Copy out the entries below, starting with the line containing "of the cluster" and going on through the line containing "<point>313,202</point>", requests included. Shift every point coordinate in the answers by adding -145 to it.

■ TASK INPUT:
□ □ □

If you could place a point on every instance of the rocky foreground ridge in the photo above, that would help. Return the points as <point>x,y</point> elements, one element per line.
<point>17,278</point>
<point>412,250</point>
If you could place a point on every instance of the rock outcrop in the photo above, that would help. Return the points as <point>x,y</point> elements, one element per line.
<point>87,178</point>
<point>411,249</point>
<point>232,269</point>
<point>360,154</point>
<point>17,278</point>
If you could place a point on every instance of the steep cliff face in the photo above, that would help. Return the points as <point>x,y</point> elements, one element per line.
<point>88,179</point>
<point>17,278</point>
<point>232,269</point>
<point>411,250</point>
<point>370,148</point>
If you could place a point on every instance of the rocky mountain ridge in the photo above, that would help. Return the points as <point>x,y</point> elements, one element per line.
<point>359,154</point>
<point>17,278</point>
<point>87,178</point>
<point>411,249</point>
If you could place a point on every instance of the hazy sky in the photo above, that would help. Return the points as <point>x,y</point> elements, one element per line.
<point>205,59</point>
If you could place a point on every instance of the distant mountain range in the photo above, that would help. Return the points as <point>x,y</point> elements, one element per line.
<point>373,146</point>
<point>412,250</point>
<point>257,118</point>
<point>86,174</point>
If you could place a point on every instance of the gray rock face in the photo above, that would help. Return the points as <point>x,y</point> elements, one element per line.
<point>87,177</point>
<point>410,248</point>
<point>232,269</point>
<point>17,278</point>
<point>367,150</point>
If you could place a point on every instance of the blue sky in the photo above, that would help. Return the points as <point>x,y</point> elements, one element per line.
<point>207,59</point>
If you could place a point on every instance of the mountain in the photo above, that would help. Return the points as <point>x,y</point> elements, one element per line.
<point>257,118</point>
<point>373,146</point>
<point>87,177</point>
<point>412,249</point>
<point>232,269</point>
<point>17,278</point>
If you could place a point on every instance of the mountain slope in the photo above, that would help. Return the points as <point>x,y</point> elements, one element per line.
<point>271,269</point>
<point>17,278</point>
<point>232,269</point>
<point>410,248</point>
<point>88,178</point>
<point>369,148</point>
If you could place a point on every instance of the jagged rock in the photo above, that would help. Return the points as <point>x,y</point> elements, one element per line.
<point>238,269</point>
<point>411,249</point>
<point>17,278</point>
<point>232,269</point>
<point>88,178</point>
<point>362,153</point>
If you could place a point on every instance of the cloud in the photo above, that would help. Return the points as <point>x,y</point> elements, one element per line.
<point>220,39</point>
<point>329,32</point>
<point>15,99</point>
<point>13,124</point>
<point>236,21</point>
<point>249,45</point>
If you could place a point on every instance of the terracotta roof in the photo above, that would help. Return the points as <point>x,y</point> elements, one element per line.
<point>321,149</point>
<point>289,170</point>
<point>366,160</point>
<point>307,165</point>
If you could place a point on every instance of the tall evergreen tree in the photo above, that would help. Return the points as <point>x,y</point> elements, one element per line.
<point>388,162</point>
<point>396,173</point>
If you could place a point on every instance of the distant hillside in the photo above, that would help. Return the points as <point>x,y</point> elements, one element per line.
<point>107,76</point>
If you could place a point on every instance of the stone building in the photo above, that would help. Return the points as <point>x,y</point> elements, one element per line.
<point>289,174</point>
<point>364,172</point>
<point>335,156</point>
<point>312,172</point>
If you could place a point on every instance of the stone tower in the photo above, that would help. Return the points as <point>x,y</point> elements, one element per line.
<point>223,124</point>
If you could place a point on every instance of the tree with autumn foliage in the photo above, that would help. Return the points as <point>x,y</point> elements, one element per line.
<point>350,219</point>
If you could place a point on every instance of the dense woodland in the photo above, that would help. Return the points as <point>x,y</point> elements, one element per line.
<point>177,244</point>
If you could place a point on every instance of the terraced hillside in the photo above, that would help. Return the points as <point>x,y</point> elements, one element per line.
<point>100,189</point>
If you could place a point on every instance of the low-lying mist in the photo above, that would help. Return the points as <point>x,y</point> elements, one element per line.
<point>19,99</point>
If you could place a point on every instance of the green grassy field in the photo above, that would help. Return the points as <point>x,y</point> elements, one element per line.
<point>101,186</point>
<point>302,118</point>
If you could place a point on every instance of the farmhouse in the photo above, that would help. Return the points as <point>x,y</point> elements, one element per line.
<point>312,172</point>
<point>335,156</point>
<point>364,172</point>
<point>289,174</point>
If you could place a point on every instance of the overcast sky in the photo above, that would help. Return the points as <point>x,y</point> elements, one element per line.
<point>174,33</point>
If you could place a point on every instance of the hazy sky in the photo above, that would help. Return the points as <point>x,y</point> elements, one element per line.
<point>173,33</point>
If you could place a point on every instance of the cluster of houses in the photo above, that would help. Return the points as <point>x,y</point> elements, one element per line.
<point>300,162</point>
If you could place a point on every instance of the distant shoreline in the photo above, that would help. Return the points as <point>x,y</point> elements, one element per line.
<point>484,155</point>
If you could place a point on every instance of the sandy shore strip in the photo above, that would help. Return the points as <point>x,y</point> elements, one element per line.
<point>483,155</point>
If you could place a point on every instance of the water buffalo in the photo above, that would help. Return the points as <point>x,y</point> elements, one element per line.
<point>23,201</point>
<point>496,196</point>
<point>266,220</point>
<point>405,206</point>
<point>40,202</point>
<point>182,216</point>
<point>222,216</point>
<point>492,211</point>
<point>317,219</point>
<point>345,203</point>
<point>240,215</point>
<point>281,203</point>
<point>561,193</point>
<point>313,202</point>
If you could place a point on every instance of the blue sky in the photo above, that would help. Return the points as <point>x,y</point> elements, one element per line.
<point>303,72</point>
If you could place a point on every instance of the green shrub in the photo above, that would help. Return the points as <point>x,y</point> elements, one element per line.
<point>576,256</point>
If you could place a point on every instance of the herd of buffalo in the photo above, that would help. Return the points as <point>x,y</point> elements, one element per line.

□ □ □

■ TASK RESULT:
If you could place a point on every instance of the cluster of houses in the photo above, that would help. Return the points as <point>x,y</point> elements, one element per line.
<point>155,17</point>
If you could place a point on every instance of the distant shoreline in the photo above, that would help. Return the points as <point>x,y</point> elements, one element per line.
<point>339,10</point>
If you could place a point on every instance of the sandy shore strip in the photo above, that would help. Return the points as <point>x,y</point> elements, one element per line.
<point>338,10</point>
If you could place a point on every instance of the water buffalo in the photo above, that would help. Return the points as <point>x,y</point> elements, one element per line.
<point>-122,56</point>
<point>351,51</point>
<point>121,75</point>
<point>260,61</point>
<point>-105,57</point>
<point>37,71</point>
<point>77,71</point>
<point>347,66</point>
<point>172,74</point>
<point>200,58</point>
<point>95,70</point>
<point>136,58</point>
<point>416,48</point>
<point>168,57</point>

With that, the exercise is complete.